### Consignes
**A.** D'après l'extrait sur Pollock, quelle est la largeur du Mural réalisé pour l'appartement new-yorkais de Peggy Guggenheim ?
**B.** Transformez en tableau Markdown les lignes de données, de la première jusqu'à celle qui contient « (1395, 251) » incluse, s'il vous plaît. Utilisez les colonnes « Numéro » et « Ligne », et omettez les lignes vides.

### Extrait du texte
↓
C’est en 1942 que la stature de Pollock commence à émerger: à la suggestion de Piet Mondrian (avec qui il a plus en commun qu’on n’a longtemps voulu le croire), Peggy Guggenheim l’inclut dans une exposition de groupe à «Art of this Century», la galerie qu’elle vient d’ouvrir. La fluidité cursive de l’œuvre qu’il présente, Stenographic Figure , pourrait faire croire que Pollock va immédiatement déboucher sur l’investissement gestuel de la surface que magnifient ses œuvres les plus accomplies. Mais le retour à des compositions beaucoup plus centrées, comme Guardians of the Secret , She-Wolf , Pasiphaë ou Male and Female (1943), fortement inspirées de ses lectures surréalistes, montre, comme cela avait été le cas pour Mondrian, qu’il lui fallait d’abord résoudre la question de la figure, de l’inscription de la figure sur un fond – au fondement de toute l’esthétique picturale depuis l’Antiquité – avant de pouvoir s’en libérer. Ce travail de déconstruction commence avec le gigantesque Mural (tableau de plus de six mètres de large), réalisé la même année pour l’appartement new-yorkais de Peggy Guggenheim. Conçu comme une longue arabesque, comme une série de courbes s’enroulant de manière plus ou moins régulière autour d’invisibles accents verticaux – selon la méthode de Benton –, l’œuvre préfigure l’espace all-over des œuvres de 1948-1949, qui constitue l’une des inventions majeures de Pollock (remplissage indifférencié de la suface). La déconstruction se poursuit avec Gothic (1944), où un système de demi-arcs de cercle qui s’épaulent mutuellement envahit peu à peu la surface, étirant le tableau vers le haut.
↑
### Lignes de données
↓
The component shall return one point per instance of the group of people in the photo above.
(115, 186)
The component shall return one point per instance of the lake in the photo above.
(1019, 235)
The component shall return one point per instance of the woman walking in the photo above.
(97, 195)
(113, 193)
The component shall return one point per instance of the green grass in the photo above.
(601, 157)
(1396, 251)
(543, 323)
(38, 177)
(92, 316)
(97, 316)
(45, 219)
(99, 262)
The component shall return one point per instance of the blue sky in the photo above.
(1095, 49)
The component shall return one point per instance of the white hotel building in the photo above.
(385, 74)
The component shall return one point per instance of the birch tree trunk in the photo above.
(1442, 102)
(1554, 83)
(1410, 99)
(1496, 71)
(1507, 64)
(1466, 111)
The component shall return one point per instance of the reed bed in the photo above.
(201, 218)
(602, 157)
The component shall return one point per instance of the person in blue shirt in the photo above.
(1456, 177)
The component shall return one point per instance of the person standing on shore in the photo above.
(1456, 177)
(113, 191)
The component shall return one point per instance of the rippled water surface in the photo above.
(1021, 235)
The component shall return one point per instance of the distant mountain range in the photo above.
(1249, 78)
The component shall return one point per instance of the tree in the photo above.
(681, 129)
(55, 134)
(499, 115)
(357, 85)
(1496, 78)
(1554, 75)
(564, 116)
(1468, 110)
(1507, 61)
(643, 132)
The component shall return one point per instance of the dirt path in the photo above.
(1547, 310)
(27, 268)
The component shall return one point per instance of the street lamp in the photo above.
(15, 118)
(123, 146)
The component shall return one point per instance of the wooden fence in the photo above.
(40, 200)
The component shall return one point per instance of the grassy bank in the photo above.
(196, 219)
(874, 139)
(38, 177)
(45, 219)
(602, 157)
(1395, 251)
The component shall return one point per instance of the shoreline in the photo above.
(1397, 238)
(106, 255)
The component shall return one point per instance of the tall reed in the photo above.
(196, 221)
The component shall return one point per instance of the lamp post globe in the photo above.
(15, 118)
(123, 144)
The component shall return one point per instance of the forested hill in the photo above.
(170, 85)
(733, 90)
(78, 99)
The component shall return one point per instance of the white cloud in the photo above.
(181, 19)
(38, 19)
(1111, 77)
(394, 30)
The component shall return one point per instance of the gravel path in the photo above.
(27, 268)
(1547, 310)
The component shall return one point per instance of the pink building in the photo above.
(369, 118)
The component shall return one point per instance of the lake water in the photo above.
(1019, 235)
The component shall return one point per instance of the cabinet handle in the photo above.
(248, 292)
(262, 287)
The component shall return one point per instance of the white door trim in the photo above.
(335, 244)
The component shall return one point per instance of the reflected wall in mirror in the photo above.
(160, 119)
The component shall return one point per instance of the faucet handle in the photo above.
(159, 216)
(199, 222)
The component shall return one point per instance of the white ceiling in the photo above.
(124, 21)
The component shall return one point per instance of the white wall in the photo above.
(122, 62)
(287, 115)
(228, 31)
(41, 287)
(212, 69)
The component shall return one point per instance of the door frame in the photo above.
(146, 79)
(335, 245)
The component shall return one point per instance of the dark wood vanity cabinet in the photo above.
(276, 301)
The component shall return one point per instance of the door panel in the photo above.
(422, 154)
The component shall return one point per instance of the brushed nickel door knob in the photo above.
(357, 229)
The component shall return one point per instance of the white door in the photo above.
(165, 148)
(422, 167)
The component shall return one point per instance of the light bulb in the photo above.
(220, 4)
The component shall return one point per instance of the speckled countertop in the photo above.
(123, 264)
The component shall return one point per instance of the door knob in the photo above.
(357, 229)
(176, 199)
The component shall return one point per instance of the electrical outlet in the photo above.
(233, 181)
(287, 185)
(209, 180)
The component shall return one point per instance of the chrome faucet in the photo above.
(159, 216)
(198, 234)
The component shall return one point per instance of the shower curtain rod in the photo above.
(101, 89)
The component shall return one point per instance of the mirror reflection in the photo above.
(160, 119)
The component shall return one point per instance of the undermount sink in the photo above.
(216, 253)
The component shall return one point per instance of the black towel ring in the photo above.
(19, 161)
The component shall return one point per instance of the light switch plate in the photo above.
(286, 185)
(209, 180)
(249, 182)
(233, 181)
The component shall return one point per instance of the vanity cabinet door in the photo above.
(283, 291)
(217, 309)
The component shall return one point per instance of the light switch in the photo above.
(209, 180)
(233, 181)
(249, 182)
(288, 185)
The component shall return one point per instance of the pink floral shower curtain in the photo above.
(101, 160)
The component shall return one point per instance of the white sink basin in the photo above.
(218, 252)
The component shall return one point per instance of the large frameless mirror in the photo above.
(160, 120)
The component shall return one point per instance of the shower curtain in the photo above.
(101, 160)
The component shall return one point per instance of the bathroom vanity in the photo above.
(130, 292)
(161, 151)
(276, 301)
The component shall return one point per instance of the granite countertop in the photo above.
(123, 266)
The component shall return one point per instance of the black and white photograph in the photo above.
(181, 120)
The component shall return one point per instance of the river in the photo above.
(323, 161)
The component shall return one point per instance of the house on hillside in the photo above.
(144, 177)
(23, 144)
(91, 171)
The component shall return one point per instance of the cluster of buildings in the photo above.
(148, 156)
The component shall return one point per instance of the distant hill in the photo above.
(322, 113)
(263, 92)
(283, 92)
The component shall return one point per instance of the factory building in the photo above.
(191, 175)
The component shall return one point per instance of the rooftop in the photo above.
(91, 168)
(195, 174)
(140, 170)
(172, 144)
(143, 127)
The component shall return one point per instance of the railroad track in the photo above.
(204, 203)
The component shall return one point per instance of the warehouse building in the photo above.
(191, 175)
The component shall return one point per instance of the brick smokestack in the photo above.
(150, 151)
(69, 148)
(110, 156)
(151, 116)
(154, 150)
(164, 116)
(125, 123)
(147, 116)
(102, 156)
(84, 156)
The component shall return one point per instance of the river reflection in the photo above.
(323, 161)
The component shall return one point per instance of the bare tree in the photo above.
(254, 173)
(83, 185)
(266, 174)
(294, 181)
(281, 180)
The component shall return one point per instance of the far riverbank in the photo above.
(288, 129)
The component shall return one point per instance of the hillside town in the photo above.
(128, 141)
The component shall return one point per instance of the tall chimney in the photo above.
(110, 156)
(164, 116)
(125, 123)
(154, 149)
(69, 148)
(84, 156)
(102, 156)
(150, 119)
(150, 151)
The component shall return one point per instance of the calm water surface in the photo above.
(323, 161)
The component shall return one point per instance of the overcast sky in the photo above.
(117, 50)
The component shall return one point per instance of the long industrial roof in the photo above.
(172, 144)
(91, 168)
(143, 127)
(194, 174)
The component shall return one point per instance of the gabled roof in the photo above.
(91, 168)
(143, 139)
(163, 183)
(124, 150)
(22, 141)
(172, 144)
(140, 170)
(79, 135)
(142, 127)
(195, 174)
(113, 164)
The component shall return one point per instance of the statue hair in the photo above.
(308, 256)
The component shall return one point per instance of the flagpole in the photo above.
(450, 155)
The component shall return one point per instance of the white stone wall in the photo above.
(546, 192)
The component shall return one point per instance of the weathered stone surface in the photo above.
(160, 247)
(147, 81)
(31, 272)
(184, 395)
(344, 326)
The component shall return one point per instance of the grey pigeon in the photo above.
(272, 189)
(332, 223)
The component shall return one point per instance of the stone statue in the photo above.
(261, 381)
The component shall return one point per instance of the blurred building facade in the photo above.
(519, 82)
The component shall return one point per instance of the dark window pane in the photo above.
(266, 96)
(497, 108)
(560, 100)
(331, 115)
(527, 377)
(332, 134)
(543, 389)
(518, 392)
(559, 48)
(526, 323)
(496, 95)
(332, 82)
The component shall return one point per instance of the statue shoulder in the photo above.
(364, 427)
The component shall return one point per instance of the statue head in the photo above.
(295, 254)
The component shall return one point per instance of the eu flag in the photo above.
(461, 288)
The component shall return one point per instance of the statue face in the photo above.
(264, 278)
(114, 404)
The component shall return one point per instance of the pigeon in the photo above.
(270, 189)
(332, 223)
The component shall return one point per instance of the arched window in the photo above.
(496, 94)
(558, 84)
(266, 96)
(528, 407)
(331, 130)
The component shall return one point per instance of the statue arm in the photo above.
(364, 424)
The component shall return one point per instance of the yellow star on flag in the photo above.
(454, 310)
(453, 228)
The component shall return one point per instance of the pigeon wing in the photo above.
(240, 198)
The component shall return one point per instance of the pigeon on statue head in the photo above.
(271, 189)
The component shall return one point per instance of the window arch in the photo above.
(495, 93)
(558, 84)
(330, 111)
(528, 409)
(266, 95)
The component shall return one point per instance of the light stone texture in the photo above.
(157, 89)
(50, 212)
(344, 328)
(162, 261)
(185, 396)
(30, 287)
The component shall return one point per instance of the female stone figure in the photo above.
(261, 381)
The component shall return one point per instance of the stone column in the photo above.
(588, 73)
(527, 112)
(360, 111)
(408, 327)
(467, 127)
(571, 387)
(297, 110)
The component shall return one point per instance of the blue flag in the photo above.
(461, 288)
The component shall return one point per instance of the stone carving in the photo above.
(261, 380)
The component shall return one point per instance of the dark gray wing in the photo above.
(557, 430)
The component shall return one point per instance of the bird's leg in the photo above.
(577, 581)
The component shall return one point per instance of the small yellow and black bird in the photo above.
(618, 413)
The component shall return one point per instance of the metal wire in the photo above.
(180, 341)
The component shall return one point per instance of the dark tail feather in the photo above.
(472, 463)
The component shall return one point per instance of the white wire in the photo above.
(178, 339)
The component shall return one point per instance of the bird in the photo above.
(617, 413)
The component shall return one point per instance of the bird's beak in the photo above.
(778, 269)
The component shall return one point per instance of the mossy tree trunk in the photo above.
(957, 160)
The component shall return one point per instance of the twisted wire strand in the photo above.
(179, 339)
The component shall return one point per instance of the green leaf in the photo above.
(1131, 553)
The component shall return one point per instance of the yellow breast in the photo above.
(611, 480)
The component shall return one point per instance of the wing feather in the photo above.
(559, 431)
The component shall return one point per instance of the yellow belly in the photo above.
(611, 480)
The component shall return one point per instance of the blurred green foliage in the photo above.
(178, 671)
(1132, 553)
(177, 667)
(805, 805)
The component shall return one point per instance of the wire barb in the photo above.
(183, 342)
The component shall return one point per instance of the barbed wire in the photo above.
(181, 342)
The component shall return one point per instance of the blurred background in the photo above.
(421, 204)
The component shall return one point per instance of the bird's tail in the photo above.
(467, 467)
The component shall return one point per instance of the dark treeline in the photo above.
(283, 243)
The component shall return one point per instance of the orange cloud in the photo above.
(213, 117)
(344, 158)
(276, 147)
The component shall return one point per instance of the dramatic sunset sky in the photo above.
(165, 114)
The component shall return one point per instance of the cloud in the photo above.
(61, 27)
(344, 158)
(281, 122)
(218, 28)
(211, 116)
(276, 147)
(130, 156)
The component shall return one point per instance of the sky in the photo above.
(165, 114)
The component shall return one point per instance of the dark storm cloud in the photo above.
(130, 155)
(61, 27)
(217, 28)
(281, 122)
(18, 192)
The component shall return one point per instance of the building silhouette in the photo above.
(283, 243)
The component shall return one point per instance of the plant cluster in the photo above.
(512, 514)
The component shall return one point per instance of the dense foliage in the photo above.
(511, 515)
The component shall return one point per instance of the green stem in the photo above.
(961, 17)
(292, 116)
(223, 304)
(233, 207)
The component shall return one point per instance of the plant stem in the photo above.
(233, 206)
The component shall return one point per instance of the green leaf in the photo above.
↑
### Réponses par consigne
**A.** Plus de six mètres.

**B.**
| Numéro | Ligne |
|---|---|
| 1 | The component shall return one point per instance of the group of people in the photo above. |
| 2 | (115, 186) |
| 3 | The component shall return one point per instance of the lake in the photo above. |
| 4 | (1019, 235) |
| 5 | The component shall return one point per instance of the woman walking in the photo above. |
| 6 | (97, 195) |
| 7 | (113, 193) |
| 8 | The component shall return one point per instance of the green grass in the photo above. |
| 9 | (601, 157) |
| 10 | (1396, 251) |
| 11 | (543, 323) |
| 12 | (38, 177) |
| 13 | (92, 316) |
| 14 | (97, 316) |
| 15 | (45, 219) |
| 16 | (99, 262) |
| 17 | The component shall return one point per instance of the blue sky in the photo above. |
| 18 | (1095, 49) |
| 19 | The component shall return one point per instance of the white hotel building in the photo above. |
| 20 | (385, 74) |
| 21 | The component shall return one point per instance of the birch tree trunk in the photo above. |
| 22 | (1442, 102) |
| 23 | (1554, 83) |
| 24 | (1410, 99) |
| 25 | (1496, 71) |
| 26 | (1507, 64) |
| 27 | (1466, 111) |
| 28 | The component shall return one point per instance of the reed bed in the photo above. |
| 29 | (201, 218) |
| 30 | (602, 157) |
| 31 | The component shall return one point per instance of the person in blue shirt in the photo above. |
| 32 | (1456, 177) |
| 33 | The component shall return one point per instance of the person standing on shore in the photo above. |
| 34 | (1456, 177) |
| 35 | (113, 191) |
| 36 | The component shall return one point per instance of the rippled water surface in the photo above. |
| 37 | (1021, 235) |
| 38 | The component shall return one point per instance of the distant mountain range in the photo above. |
| 39 | (1249, 78) |
| 40 | The component shall return one point per instance of the tree in the photo above. |
| 41 | (681, 129) |
| 42 | (55, 134) |
| 43 | (499, 115) |
| 44 | (357, 85) |
| 45 | (1496, 78) |
| 46 | (1554, 75) |
| 47 | (564, 116) |
| 48 | (1468, 110) |
| 49 | (1507, 61) |
| 50 | (643, 132) |
| 51 | The component shall return one point per instance of the dirt path in the photo above. |
| 52 | (1547, 310) |
| 53 | (27, 268) |
| 54 | The component shall return one point per instance of the street lamp in the photo above. |
| 55 | (15, 118) |
| 56 | (123, 146) |
| 57 | The component shall return one point per instance of the wooden fence in the photo above. |
| 58 | (40, 200) |
| 59 | The component shall return one point per instance of the grassy bank in the photo above. |
| 60 | (196, 219) |
| 61 | (874, 139) |
| 62 | (38, 177) |
| 63 | (45, 219) |
| 64 | (602, 157) |
| 65 | (1395, 251) |